#### [Extracted information]
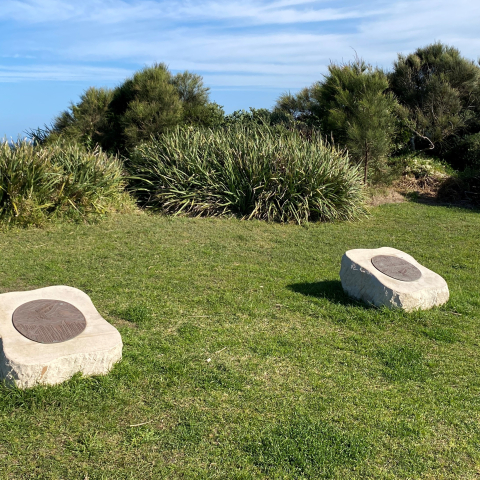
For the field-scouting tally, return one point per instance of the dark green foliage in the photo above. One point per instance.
(262, 172)
(86, 121)
(149, 103)
(465, 152)
(303, 106)
(39, 182)
(306, 448)
(353, 107)
(462, 187)
(440, 93)
(144, 105)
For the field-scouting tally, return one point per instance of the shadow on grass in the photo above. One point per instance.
(329, 289)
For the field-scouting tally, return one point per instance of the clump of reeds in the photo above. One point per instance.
(254, 172)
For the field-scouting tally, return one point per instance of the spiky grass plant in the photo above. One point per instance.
(57, 180)
(262, 172)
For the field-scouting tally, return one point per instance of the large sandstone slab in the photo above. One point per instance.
(361, 280)
(28, 363)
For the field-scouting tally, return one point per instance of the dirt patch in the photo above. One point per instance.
(391, 196)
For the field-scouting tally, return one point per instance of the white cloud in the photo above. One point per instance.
(61, 73)
(281, 44)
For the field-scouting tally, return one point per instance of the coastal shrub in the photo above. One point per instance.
(353, 106)
(150, 102)
(37, 182)
(439, 91)
(257, 172)
(465, 153)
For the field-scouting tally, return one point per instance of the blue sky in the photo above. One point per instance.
(247, 51)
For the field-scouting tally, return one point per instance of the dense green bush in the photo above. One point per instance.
(257, 172)
(465, 152)
(152, 101)
(353, 106)
(440, 93)
(61, 179)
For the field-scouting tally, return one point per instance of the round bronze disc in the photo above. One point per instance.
(396, 268)
(48, 321)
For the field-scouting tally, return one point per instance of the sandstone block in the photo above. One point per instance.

#### [Goal]
Write out the items above again, changing "field-scouting tally" to "site survey" wherever it occurs and leaving everything else unchanged. Leave the pictures out.

#### [Task result]
For the site survey, return one point per instance of the dark green foliage in the photo above. One point per instance.
(262, 172)
(86, 121)
(149, 103)
(465, 152)
(303, 106)
(39, 182)
(306, 448)
(353, 107)
(462, 187)
(440, 93)
(144, 105)
For the site survey, return one point per instance of the shadow on grass in the photo above. One point per instance.
(329, 289)
For the site survey, return one point per instance of the clump of reeds in the photo above. One point per instance.
(254, 172)
For the site survey, return one point per instance of the spiky grass plant in the photo above. One point per instance.
(57, 180)
(262, 172)
For the site survey, return one point per instance of the large sandstone slab in the photo above. One point per instance.
(361, 280)
(28, 363)
For the site survey, return one point per instance of the dirt patch in the photo above. One point per instance.
(391, 196)
For the site survey, return one point per instance of the white cloud in the photo above. One point per instance.
(61, 73)
(281, 44)
For the site survey, return one point per instance of the coastal shrub in the photo above. One point per instance.
(353, 106)
(150, 102)
(37, 182)
(439, 91)
(257, 172)
(465, 153)
For the site survey, return one point per instance of the blue sky in the photo above. One point per instance.
(247, 51)
For the site survey, return one point per instance of the dense green bush in the photo above. One point per instance.
(257, 172)
(465, 152)
(152, 101)
(353, 106)
(440, 93)
(61, 179)
For the site survey, return one point per instance of the round bronze disc in the photo above. One point per instance.
(396, 268)
(48, 321)
For the site survey, return one point per instance of the sandstone block in the photo above. One point per instance.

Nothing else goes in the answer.